**Texte proposé:**
* * * * *

Fonds de tiroir

Amnesty International rappelle qu'un pays sur dix dans le monde procède encore à des exécutions capitales légales  et plusieurs pays qui y avaient renoncé, tout en continuant de le prévoir dans leurs lois, s'y sont remis en 2012 : l'Inde, le Japon, le Pakistan, par exemple. En 2012, sur les 193 Etats membres de l'ONU, 21 continuaient d'exécuter légalement, et, sans compter la Chine (qui exécute à elle seule plus que tous les autres Etats, mais ne fournit aucun chiffre), on a dénombré 682 exécutions officiellement reconnues (sans compter les exécutions «extrajudiciaires», commises par la police, l'armée, des milices gouvernementales ou des services spéciaux), soit deux de plus eu'en 2011. Au Proche et Moyen-Orient, où ont lieu les trois quarts des exécutions légales (Chine non comprise) 99 % de celles-ci ont été commises en Irak (129 exécutions en 2012, deux fois plus qu'en 2011), en Iran (314) et en Arabie Saoudite (79) (aucun chiffre n'est disponible pour la Syrie et l'Egypte). Fin 2012, près de 24'000 personnes étaient sous le coup d'une sentence de mort dans le monde, dont 1722 condamnées en 2012 dans 58 pays. Dont 77 aux USA, 86 au Vietnam91 en Egypte, 106 en Thaïlande, 153 en Algérie, 199 au Soudan, 242 au Pakistan. 140 Etats sont abolitionnistes en droit ou en pratique, 58 conservent la peine de mort dans leur législation de droit commun. Et dans tous les pays qui l'ont abolie, des nostalgiques veulent la rétablir. Bref, y'a encore quelques pas à faire sur le chemin de la civilisation...

* * * * *

**Données extraites:**
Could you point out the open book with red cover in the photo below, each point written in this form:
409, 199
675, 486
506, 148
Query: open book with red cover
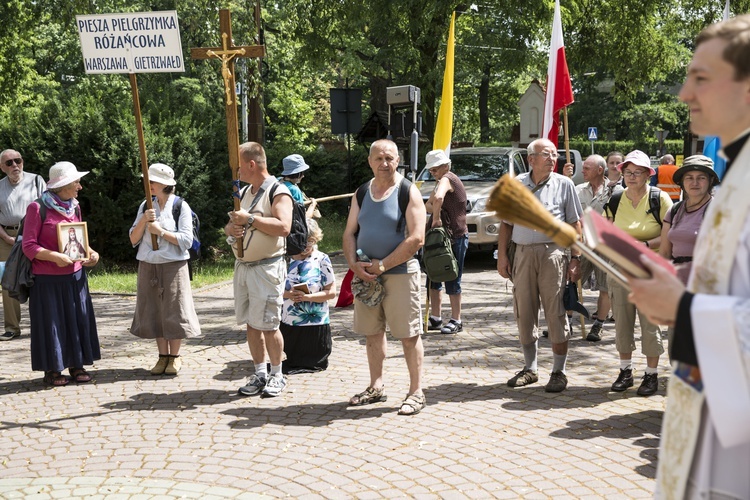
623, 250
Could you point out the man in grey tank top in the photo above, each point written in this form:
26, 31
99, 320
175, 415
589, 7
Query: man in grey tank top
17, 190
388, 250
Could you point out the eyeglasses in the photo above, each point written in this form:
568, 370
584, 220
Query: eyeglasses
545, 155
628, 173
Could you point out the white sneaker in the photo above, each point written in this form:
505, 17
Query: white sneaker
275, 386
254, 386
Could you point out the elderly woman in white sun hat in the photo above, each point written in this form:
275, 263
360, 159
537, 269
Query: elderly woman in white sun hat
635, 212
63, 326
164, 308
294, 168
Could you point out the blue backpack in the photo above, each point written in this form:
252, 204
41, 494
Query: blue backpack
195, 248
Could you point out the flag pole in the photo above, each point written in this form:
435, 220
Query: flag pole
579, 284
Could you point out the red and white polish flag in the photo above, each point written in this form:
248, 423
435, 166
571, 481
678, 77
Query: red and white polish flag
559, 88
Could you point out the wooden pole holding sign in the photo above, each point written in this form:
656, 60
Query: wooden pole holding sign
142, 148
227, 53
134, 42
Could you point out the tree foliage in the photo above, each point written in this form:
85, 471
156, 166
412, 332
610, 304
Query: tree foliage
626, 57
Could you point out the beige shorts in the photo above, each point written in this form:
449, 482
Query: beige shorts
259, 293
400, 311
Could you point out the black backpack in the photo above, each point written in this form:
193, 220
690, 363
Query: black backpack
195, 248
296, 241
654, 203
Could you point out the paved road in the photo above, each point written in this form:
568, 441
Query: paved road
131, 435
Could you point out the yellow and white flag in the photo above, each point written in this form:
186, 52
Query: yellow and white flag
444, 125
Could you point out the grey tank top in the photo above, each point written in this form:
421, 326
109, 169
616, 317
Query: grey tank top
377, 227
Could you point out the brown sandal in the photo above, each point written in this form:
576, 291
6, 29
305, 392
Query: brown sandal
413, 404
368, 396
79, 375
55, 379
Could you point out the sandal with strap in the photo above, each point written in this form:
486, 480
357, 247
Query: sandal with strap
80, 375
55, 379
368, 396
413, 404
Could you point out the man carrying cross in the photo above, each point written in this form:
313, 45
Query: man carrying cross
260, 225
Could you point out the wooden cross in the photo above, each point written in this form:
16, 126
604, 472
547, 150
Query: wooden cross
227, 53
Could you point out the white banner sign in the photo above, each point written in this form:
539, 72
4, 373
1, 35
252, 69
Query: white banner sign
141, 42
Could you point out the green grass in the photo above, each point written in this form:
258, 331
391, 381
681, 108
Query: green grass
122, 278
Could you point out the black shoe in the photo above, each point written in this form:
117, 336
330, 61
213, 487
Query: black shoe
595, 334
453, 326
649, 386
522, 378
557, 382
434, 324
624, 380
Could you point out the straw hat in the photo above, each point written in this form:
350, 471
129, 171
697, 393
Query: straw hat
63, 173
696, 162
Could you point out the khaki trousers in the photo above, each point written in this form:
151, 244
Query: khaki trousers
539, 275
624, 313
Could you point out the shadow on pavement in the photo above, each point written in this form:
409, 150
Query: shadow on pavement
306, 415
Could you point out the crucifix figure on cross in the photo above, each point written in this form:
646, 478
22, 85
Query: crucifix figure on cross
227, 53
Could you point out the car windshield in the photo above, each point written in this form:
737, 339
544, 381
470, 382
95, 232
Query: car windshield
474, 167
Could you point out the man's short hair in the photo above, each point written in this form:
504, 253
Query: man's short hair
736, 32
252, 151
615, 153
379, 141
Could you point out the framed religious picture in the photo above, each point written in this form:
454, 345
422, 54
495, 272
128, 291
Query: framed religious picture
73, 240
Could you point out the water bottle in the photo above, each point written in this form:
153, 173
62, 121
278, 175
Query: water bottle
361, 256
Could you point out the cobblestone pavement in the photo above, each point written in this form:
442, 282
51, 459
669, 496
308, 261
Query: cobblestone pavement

* * * * *

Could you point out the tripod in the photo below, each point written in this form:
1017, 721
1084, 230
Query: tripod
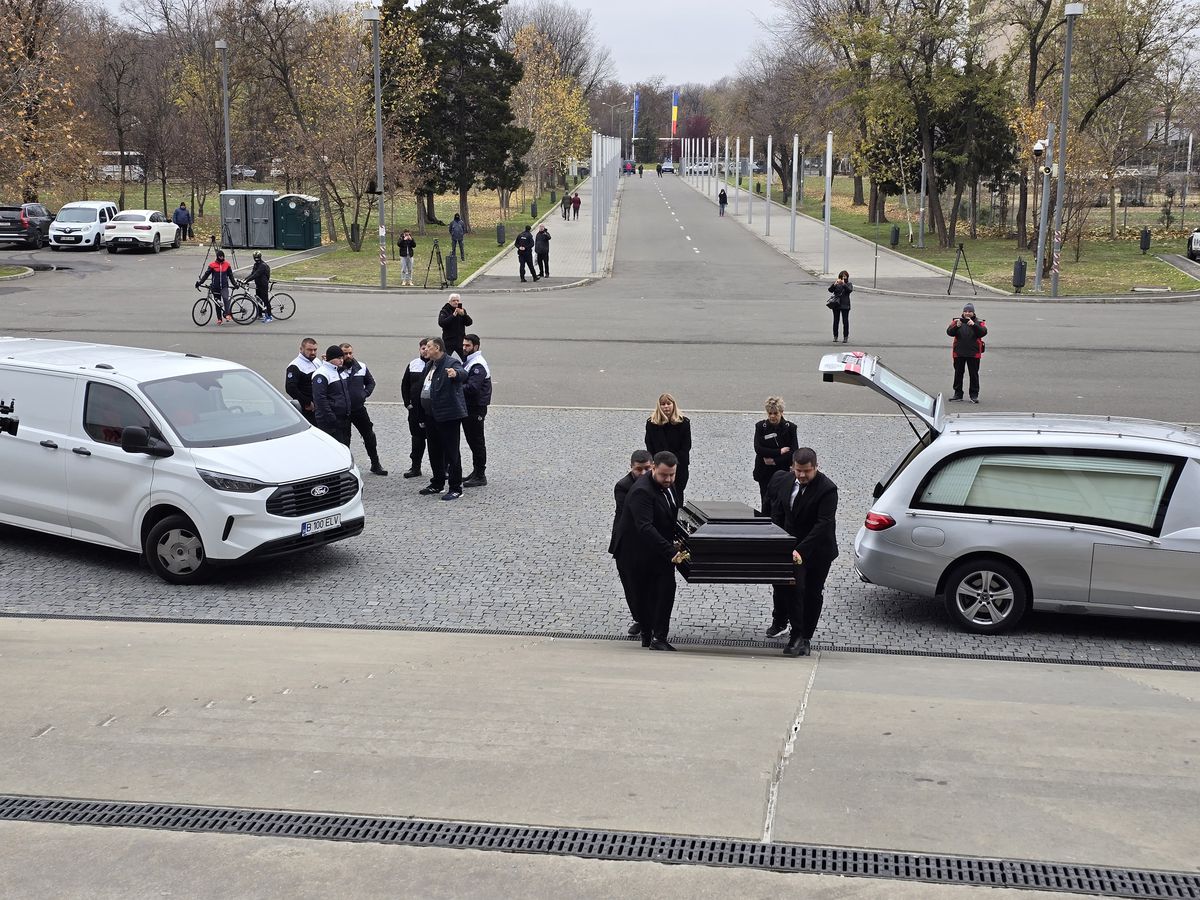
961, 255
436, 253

* * * * *

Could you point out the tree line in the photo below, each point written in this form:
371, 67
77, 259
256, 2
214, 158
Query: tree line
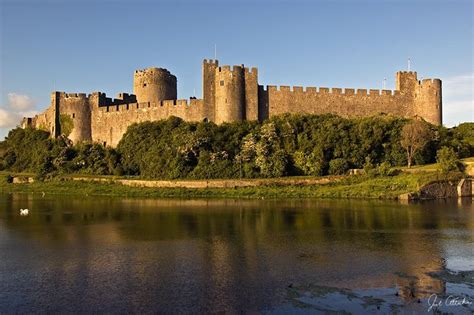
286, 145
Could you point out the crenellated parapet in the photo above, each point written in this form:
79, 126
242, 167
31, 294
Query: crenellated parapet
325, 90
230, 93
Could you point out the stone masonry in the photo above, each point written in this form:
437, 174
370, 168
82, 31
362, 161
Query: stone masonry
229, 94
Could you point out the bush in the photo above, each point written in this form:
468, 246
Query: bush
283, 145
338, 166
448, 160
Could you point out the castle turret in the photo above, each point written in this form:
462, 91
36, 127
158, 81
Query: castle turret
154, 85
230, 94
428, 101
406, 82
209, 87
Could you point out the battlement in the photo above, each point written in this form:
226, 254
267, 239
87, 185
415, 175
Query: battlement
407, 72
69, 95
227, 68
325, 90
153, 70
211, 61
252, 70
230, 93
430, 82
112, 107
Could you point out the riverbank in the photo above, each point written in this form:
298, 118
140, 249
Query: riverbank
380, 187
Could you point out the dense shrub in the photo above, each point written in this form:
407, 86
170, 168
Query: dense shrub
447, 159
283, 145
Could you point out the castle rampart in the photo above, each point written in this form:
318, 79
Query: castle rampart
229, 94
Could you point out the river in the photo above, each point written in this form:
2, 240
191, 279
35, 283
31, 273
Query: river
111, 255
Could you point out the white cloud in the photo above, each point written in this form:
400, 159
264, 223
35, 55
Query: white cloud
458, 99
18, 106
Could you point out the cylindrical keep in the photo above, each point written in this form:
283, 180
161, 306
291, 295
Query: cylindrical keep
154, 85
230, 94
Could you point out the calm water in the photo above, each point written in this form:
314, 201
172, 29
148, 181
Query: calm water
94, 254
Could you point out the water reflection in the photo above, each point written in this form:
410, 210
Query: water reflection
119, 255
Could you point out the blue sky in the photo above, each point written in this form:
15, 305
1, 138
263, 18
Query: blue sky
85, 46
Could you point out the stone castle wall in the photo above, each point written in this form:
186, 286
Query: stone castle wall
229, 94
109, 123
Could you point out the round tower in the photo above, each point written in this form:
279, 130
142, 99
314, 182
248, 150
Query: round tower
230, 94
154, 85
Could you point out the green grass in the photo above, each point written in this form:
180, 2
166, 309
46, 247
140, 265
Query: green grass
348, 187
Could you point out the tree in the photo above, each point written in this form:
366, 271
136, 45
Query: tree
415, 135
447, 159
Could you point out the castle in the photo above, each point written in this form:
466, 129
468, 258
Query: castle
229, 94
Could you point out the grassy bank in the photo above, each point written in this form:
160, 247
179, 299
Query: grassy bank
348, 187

* * * * *

**Série d'exercices:**
A: Relevez toutes les lignes de la liste qui contiennent la chaîne « dense ». La casse doit être respectée.
B: Rédigez la suite du texte sur la peine de mort dans le monde, en commençant juste après sa dernière phrase.

**Corrigés par exercice:**
A:
Could you point out the dense shrub in the photo above, each point written in this form:
Query: dense shrub

B:
Alors que l'Europe, obsédée par l'immigration en provenance du sud, ne cesse de renforcer ses barricades et ses dispositifs de filtrage, des centaines de milliers d'Européens quittent chaque année l'Europe pour tenter de faire le voyage inverse de la plèbe périphérique. Les bureaux des représentations angolaises, mozambicaines, brésiliennes au Portugal ploient sous la charge des Portugais désireux d'émigrer (plus de 100'000 Portugais se sont installés en trois ans en Angola, où ils sont désormais aussi nombreux que lorsque l'Angola était colonie portugaise...), en Espagne ce sont les représentations des pays d'Amérique latine qui sont assaillies, et de nombreux jeunes cadres français regardent l'Afrique avec les mêmes yeux que des centaines de milliers de jeunes Africains regardent l'Europe. Et du coup, la xénophobie d'Etat et la chasses aux immigrants illégaux se font des deux côtés de la Méditerranée et de l'Atlantique : les garde-côtes algériens renvoient en Espagne des Espagnols voulant se faire embaucher en Algérie, et les service de l'immigration angolais expulsent des Portugais en situation irrégulière. Quant à nous, ici, pendant que Maudet entasse des « sans-papiers » à Champ-Dollon, on attend avec impatience la première fournée d'immigrants clandestins suisses expulsés de France Et la création en Haute-Savoie d'un parti politique anti-frontaliers genevois. La Schadenfreude, ça s'appellera, notre ricanement...

Interrogé sur le budget de la campagne que son organisation patronale, l'Union patronale suisse, entend engager contre l'initiative syndicale pour un salaire minimum, le président de lUPS, Valentin Vogt répond (dans la « Tribune de Genève » du 9 avril) : « nous avons fait l'erreur de communiquer notre budget dans le cadre de la campagne contre l'initiative Minder, nous ne communiquerons plus sur ce point ». Ni d'ailleurs sur les moyens de communication (autres que les affiches) qui seront utilisés. Chat échaudé craint l'eau froide et patrons désavoués craignent la transparence, quoi. Mais ça suggère que des moyens encore plus considérables que ceux engagés en vain contre l'initiative Minder vont l'être contre l'initiative syndicale. Ben ouais : la lutte des classes, le patronat, il connaît. Et la lutte des classes, le patronat, il pratique.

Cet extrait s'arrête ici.